_Tasks to complete_
- 1) Return everything in the press release on the Brass fraud case from "Six victims spoke" down to "will be scheduled.", word for word.
- 2) In the press release on the Brass fraud case, when did Brass plead guilty, and to what charge?

_Text under study_
-=-=-

The investigation revealed that Brass operated this Ponzi scheme and defrauded individuals, many of them elderly, of at least $1.9 million over seven years. At her sentencing today, the court found that Brass abused her victims’ trust and that Brass obstructed justice by trying to silence her victims by telling them that their funds were “frozen” and that if they came forward they might never see their money.
Six victims spoke at today’s sentencing. One victim told the Court that she was recovering from a near-catastrophic car accident when Brass approached her about investing her insurance settlement money with her. Brass took the insurance proceeds from the victim on the day they were received and diverted them to her own use. As a result, the victim, who is battling cancer, told the court that she has been forced to forego physical therapy and other recommended medical treatments that she now cannot afford. Another victim, now 92-years-old, told the court that Brass stole more than $600,000 of her money over the course of seven years, some of it taken when Brass already knew that she was the subject of state and federal investigations.
A hearing to determine restitution will be scheduled.
On April 25, 2012, BRASS pleaded guilty to one count of mail fraud.
This matter was investigated by the U.S. Postal Inspection Service, the Special Inspector General for the Troubled Asset Relief Program (SIGTARP), the FBI and the state of Connecticut Department of Banking. The case was prosecuted by Assistant U.S. Attorney Susan L. Wines.
In December 2010, the U.S. Attorney’s Office and several law enforcement and regulatory partners announced the formation of the Connecticut Securities, Commodities and Investor Fraud Task Force, which is investigating matters relating to insider trading, market manipulation, Ponzi schemes, investor fraud, financial statement fraud, violations of the Foreign Corrupt Practices Act, and embezzlement. The Task Force includes representatives from the U.S. Attorney’s Office; FBI; Internal Revenue Service – Criminal Investigation; U.S. Secret Service; U.S. Postal Inspection Service; U.S. Department of Justice’s Criminal Division, Fraud Section and Antitrust Division; U.S. Securities and Exchange Commission (SEC); U.S. Commodity Futures Trading Commission (CFTC); SIGTARP; Office of the Chief State’s Attorney; State of Connecticut Department of Banking; Greenwich Police Department and Stamford Police Department.
Citizens are encouraged to report any financial fraud schemes by calling, toll free, 855-236-9740, or by sending an email to email@example.com .
Today’s announcement is part of efforts underway by President Obama’s Financial Fraud Enforcement Task Force (FFETF) which was created in November 2009 to wage an aggressive, coordinated and proactive effort to investigate and prosecute financial crimes. With more than 20 federal agencies, 94 U.S. attorneys’ offices and state and local partners, it’s the broadest coalition of law enforcement, investigatory and regulatory agencies ever assembled to combat fraud. Since its formation, the task force has made great strides in facilitating increased investigation and prosecution of financial crimes; enhancing coordination and cooperation among federal, state and local authorities; addressing discrimination in the lending and financial markets and conducting outreach to the public, victims, financial institutions and other organizations. Over the past three fiscal years, the Justice Department has filed more than 10,000 financial fraud cases against nearly 15,000 defendants including more than 2,700 mortgage fraud defendants.

-=-=-

_Given entries_
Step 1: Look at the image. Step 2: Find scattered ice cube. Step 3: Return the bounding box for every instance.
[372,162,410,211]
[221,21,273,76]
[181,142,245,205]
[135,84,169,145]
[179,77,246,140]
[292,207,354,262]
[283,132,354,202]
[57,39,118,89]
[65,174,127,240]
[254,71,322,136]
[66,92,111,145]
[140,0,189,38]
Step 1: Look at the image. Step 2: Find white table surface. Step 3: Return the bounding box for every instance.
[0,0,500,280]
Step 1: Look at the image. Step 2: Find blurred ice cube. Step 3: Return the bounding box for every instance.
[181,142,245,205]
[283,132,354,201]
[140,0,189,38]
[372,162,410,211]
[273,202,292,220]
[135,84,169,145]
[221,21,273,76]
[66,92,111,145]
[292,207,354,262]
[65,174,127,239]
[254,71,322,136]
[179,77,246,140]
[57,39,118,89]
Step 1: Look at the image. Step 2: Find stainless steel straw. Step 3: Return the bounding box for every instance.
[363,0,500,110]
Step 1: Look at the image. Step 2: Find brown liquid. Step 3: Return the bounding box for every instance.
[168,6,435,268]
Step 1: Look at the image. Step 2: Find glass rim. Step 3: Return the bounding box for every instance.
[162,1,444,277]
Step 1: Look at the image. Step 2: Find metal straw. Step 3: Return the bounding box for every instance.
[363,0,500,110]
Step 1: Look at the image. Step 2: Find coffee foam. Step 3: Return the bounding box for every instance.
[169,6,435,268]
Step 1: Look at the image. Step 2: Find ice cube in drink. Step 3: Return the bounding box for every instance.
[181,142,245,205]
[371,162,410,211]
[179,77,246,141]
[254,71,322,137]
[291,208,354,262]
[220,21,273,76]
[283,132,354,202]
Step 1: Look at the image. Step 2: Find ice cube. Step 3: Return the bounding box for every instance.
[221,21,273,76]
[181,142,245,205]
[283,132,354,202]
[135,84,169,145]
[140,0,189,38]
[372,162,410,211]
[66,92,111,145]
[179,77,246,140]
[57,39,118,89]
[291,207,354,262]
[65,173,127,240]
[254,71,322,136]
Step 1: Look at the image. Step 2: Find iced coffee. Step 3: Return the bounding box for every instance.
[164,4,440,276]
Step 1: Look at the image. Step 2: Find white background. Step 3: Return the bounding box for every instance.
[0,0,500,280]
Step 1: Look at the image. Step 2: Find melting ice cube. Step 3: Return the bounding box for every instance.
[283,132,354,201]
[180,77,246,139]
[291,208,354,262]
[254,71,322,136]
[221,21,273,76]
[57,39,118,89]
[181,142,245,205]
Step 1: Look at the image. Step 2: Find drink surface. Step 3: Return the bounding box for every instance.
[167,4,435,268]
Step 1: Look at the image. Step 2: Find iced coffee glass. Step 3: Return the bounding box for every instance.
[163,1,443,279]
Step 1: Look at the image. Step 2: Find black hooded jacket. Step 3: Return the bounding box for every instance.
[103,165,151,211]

-=-=-

_List of solutions_
- 1)
Six victims spoke at today’s sentencing. One victim told the Court that she was recovering from a near-catastrophic car accident when Brass approached her about investing her insurance settlement money with her. Brass took the insurance proceeds from the victim on the day they were received and diverted them to her own use. As a result, the victim, who is battling cancer, told the court that she has been forced to forego physical therapy and other recommended medical treatments that she now cannot afford. Another victim, now 92-years-old, told the court that Brass stole more than $600,000 of her money over the course of seven years, some of it taken when Brass already knew that she was the subject of state and federal investigations.
A hearing to determine restitution will be scheduled.

- 2) On April 25, 2012, to one count of mail fraud.